**Your goal:**
Repeat every record below exactly, omitting any pictures.

Photo object pointing records
○ ○ ○

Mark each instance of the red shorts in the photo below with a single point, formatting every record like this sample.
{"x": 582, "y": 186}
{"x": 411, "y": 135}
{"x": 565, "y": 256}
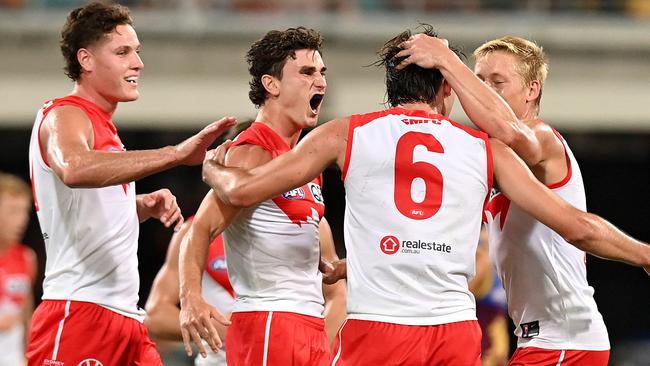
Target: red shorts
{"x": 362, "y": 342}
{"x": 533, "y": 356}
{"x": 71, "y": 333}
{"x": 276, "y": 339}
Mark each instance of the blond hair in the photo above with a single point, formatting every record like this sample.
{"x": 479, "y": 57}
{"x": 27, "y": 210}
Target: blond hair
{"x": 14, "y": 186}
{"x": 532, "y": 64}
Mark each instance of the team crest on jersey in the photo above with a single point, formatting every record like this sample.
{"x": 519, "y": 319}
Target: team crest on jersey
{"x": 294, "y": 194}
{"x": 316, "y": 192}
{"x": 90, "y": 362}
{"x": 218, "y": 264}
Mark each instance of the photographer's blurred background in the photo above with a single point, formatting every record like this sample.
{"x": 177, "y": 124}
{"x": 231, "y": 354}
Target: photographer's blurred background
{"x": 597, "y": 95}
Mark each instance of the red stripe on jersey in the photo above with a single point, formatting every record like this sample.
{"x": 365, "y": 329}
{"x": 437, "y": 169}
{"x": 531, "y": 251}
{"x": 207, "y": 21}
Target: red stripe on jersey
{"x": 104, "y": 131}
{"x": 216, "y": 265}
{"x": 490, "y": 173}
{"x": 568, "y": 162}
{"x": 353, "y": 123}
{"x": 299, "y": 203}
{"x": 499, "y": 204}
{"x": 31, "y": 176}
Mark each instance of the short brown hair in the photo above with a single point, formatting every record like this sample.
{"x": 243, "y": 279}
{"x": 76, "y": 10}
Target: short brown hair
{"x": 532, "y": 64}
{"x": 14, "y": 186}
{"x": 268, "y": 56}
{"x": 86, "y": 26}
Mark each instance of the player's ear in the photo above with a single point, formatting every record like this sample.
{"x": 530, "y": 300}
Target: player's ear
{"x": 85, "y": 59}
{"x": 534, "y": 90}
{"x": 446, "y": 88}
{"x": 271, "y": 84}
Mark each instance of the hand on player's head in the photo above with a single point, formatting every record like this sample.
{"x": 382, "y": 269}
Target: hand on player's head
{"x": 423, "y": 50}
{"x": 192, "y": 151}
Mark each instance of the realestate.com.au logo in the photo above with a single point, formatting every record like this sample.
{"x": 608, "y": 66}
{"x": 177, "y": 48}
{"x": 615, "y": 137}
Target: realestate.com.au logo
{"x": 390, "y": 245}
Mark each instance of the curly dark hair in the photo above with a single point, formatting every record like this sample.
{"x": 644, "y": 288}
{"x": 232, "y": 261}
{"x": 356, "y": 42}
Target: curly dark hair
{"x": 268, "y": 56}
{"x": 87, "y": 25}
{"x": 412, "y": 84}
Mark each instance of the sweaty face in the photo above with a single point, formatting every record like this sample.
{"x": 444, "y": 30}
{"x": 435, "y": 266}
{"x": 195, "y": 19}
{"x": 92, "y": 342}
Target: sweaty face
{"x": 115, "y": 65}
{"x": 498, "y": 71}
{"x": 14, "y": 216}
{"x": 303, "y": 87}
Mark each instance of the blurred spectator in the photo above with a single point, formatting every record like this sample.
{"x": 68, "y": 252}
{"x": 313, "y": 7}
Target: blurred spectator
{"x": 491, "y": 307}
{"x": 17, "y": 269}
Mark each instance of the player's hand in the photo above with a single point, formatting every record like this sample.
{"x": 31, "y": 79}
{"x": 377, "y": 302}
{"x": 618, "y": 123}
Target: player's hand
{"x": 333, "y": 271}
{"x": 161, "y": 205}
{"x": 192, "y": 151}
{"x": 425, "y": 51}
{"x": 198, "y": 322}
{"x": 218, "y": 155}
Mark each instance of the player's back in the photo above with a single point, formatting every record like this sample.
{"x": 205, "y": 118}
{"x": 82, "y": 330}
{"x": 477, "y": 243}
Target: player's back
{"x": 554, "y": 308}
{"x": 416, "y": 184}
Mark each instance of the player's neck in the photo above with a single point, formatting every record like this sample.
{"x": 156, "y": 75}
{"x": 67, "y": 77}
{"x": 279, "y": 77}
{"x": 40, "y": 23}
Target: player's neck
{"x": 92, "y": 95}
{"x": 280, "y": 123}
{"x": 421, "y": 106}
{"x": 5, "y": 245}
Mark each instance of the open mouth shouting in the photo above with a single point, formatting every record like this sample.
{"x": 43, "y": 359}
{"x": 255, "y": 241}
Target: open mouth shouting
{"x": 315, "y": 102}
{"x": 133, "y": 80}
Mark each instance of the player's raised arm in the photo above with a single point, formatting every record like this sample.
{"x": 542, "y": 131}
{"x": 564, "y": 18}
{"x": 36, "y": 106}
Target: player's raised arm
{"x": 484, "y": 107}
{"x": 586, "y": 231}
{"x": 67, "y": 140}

○ ○ ○

**Final result:**
Mark each instance of the red shorts in the photo below with a single point, formatting every record like this sample.
{"x": 582, "y": 186}
{"x": 411, "y": 135}
{"x": 565, "y": 256}
Target: red shorts
{"x": 362, "y": 342}
{"x": 533, "y": 356}
{"x": 71, "y": 333}
{"x": 276, "y": 339}
Mark each instance of the blond hair in the photo above with a single point, formatting every record like this sample.
{"x": 479, "y": 57}
{"x": 27, "y": 210}
Target: blond hair
{"x": 14, "y": 186}
{"x": 532, "y": 64}
Mark each instance of the team crest on jersey in the photo above with a single point, formatting every record like this sample.
{"x": 519, "y": 319}
Target: team crest on jersey
{"x": 294, "y": 194}
{"x": 316, "y": 192}
{"x": 90, "y": 362}
{"x": 218, "y": 264}
Mark each instance of the photographer's blurred background in the photo above with a single point, formatting every record like this sample.
{"x": 177, "y": 124}
{"x": 231, "y": 354}
Target: photographer's blurred background
{"x": 597, "y": 95}
Mark each instance of the red stripe on jersey in the photo above with a single point, formatting every record like this sample.
{"x": 365, "y": 329}
{"x": 437, "y": 169}
{"x": 531, "y": 251}
{"x": 207, "y": 21}
Target: red stripe on jersey
{"x": 104, "y": 131}
{"x": 216, "y": 265}
{"x": 490, "y": 173}
{"x": 568, "y": 162}
{"x": 353, "y": 123}
{"x": 299, "y": 203}
{"x": 499, "y": 204}
{"x": 31, "y": 176}
Mark each instance of the short brown hair in the photo above with a single point, formatting every record like this sample.
{"x": 243, "y": 279}
{"x": 76, "y": 10}
Target: short brown hair
{"x": 532, "y": 64}
{"x": 14, "y": 186}
{"x": 268, "y": 56}
{"x": 86, "y": 26}
Mark each instance of the player's ear in the photo above with a single point, formatting every record like this sample.
{"x": 530, "y": 300}
Target: player's ear
{"x": 85, "y": 59}
{"x": 534, "y": 90}
{"x": 446, "y": 88}
{"x": 271, "y": 84}
Mark each instance of the hand on player's head in the photo above with a single point, formatting every record like this sample.
{"x": 382, "y": 269}
Target: hand on player's head
{"x": 423, "y": 50}
{"x": 192, "y": 151}
Mark each instance of the realestate.com.au logo in the photo above with a single point, formatting every record like this sample.
{"x": 608, "y": 66}
{"x": 177, "y": 48}
{"x": 615, "y": 137}
Target: realestate.com.au logo
{"x": 390, "y": 245}
Mark each instance of the curly dark hair in the photo above with a single point, formatting every record like this sample.
{"x": 644, "y": 288}
{"x": 232, "y": 261}
{"x": 356, "y": 42}
Target: curly dark hair
{"x": 268, "y": 56}
{"x": 87, "y": 25}
{"x": 412, "y": 84}
Mark each instance of the sweaty face in the photo above with a single point, formatting every record like this sample.
{"x": 444, "y": 30}
{"x": 435, "y": 266}
{"x": 195, "y": 19}
{"x": 92, "y": 342}
Target: sweaty face
{"x": 115, "y": 65}
{"x": 498, "y": 71}
{"x": 14, "y": 216}
{"x": 303, "y": 87}
Mark each instance of the blurred spectator in the photo above with a single point, formatting every record like this sample.
{"x": 68, "y": 252}
{"x": 313, "y": 7}
Target: blurred spectator
{"x": 491, "y": 307}
{"x": 17, "y": 269}
Mark each instance of the player's hand in the photo above with a single point, formatting every record like this sample.
{"x": 31, "y": 79}
{"x": 377, "y": 302}
{"x": 618, "y": 123}
Target: player's hand
{"x": 333, "y": 271}
{"x": 161, "y": 205}
{"x": 192, "y": 151}
{"x": 425, "y": 51}
{"x": 198, "y": 322}
{"x": 218, "y": 155}
Mark each instance of the player's back in the photo above with a single point, formatting every record like this sample.
{"x": 205, "y": 118}
{"x": 82, "y": 330}
{"x": 477, "y": 243}
Target: player's back
{"x": 554, "y": 308}
{"x": 416, "y": 184}
Mark each instance of the player's neck in the photo above with a single point, formatting every record like this sample.
{"x": 156, "y": 75}
{"x": 67, "y": 77}
{"x": 279, "y": 77}
{"x": 40, "y": 23}
Target: player's neck
{"x": 92, "y": 95}
{"x": 280, "y": 123}
{"x": 421, "y": 106}
{"x": 5, "y": 245}
Mark each instance of the open mouth shouting in the photo above with a single point, formatting every record like this sample.
{"x": 43, "y": 359}
{"x": 255, "y": 241}
Target: open mouth shouting
{"x": 315, "y": 102}
{"x": 133, "y": 80}
Mark each instance of the player's raised arm in the photo above with a single point, formatting every record like this sample.
{"x": 542, "y": 131}
{"x": 564, "y": 18}
{"x": 36, "y": 106}
Target: player's raised arm
{"x": 484, "y": 107}
{"x": 586, "y": 231}
{"x": 67, "y": 140}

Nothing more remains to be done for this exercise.